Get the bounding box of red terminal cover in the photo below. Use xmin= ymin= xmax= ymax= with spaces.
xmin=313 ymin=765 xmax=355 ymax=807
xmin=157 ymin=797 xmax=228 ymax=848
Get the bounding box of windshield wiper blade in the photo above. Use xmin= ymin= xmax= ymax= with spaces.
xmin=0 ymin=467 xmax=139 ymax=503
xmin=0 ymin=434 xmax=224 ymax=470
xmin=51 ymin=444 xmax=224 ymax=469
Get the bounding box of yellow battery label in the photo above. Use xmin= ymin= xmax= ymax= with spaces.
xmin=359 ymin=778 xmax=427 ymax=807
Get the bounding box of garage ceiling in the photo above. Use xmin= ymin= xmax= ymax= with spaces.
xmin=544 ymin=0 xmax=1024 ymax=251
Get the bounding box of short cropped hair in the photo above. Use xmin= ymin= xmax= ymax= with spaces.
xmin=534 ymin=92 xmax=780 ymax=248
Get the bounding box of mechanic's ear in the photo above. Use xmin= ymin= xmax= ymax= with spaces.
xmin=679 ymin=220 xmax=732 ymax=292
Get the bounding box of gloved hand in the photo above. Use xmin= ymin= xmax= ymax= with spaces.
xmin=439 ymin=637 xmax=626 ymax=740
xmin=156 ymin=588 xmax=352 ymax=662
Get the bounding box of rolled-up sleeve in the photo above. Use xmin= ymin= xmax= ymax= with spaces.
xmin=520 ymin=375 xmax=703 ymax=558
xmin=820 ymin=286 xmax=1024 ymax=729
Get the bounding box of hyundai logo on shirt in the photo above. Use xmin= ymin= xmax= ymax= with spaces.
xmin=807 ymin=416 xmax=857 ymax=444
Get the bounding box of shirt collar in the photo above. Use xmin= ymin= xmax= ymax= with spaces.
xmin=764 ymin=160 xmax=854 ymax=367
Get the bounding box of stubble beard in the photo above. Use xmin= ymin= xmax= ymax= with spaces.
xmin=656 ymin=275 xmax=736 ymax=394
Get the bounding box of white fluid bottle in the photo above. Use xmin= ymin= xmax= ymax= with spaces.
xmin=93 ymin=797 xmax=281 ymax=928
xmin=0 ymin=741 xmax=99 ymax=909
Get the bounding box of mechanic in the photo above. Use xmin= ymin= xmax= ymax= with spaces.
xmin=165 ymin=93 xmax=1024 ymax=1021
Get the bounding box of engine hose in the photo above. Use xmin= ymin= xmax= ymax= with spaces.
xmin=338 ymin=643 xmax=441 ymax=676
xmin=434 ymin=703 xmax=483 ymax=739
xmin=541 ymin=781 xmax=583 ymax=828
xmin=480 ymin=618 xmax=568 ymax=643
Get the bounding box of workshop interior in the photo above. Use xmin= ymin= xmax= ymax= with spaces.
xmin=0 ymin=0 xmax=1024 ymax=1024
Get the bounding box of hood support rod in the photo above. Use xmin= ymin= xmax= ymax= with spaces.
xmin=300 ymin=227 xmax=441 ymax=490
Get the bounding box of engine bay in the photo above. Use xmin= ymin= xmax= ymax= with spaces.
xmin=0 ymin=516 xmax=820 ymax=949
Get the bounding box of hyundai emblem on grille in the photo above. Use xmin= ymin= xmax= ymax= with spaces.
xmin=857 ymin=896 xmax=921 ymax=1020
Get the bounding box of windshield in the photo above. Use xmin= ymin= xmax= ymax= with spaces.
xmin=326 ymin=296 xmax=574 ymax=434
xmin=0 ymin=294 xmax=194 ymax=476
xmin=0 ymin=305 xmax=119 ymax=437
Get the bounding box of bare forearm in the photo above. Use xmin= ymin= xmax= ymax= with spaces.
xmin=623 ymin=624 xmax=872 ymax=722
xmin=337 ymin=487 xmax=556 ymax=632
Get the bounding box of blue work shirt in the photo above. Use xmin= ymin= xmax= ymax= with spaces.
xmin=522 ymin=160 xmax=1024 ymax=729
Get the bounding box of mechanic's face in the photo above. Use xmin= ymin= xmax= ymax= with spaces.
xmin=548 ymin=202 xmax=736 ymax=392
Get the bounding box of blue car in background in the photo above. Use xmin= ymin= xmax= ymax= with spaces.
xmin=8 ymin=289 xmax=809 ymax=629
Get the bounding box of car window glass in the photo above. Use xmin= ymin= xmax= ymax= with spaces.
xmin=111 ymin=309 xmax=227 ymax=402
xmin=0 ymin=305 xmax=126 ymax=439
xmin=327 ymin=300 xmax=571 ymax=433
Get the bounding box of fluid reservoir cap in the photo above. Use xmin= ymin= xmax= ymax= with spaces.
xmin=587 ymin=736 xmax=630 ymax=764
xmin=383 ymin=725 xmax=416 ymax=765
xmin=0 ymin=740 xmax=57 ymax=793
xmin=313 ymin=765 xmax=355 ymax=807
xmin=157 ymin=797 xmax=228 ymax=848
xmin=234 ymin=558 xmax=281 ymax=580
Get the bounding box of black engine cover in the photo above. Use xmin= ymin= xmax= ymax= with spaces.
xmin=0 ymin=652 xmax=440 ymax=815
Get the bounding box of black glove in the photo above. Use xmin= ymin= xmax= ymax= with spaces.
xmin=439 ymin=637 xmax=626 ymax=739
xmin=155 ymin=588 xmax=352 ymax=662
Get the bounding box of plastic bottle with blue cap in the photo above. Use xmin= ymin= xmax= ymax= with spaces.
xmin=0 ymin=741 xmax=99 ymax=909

===============

Copy the entries word for word, from the first line through the line that contains "xmin=359 ymin=778 xmax=427 ymax=807", with both ends included.

* [TASK ANSWER]:
Get the bounding box of red terminal cover in the photo below. Use xmin= ymin= xmax= ymax= with spaces.
xmin=313 ymin=765 xmax=355 ymax=807
xmin=157 ymin=797 xmax=228 ymax=848
Get the bounding box of windshield wiper blade in the photo above. Use xmin= ymin= xmax= ymax= with spaces.
xmin=0 ymin=467 xmax=139 ymax=503
xmin=0 ymin=434 xmax=224 ymax=470
xmin=51 ymin=444 xmax=224 ymax=469
Get the bounding box of yellow battery label in the photo above. Use xmin= ymin= xmax= ymax= with spaces.
xmin=359 ymin=778 xmax=427 ymax=807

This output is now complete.